Stored items:
- - - - -

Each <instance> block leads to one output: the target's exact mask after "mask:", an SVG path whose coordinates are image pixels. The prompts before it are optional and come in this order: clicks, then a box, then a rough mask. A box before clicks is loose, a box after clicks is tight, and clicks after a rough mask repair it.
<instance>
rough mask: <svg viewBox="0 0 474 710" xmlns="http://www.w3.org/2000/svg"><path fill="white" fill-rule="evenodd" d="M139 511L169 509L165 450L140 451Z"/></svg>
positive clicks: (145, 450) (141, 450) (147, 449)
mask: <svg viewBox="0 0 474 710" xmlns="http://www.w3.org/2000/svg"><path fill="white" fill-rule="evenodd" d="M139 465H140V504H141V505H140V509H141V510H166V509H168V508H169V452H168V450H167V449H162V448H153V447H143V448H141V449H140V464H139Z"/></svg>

- - - - -

Assigned task: Reproduce all of the rows above verbatim, changing nothing.

Reply to the task:
Each <instance> block leads to one output: the target's exact mask after "mask:", an SVG path whose coordinates are image pixels. The prompts before it are optional and come in this order: clicks, then a box, then a rough mask. A box before clicks is loose, a box after clicks is tight, and clicks after a rough mask repair it.
<instance>
rough mask: <svg viewBox="0 0 474 710" xmlns="http://www.w3.org/2000/svg"><path fill="white" fill-rule="evenodd" d="M139 511L169 509L165 450L140 451Z"/></svg>
positive clicks: (145, 450) (141, 450) (147, 449)
mask: <svg viewBox="0 0 474 710" xmlns="http://www.w3.org/2000/svg"><path fill="white" fill-rule="evenodd" d="M139 465H140V504H141V505H140V509H141V510H166V509H168V508H169V452H168V450H167V449H162V448H153V447H143V448H141V449H140V464H139Z"/></svg>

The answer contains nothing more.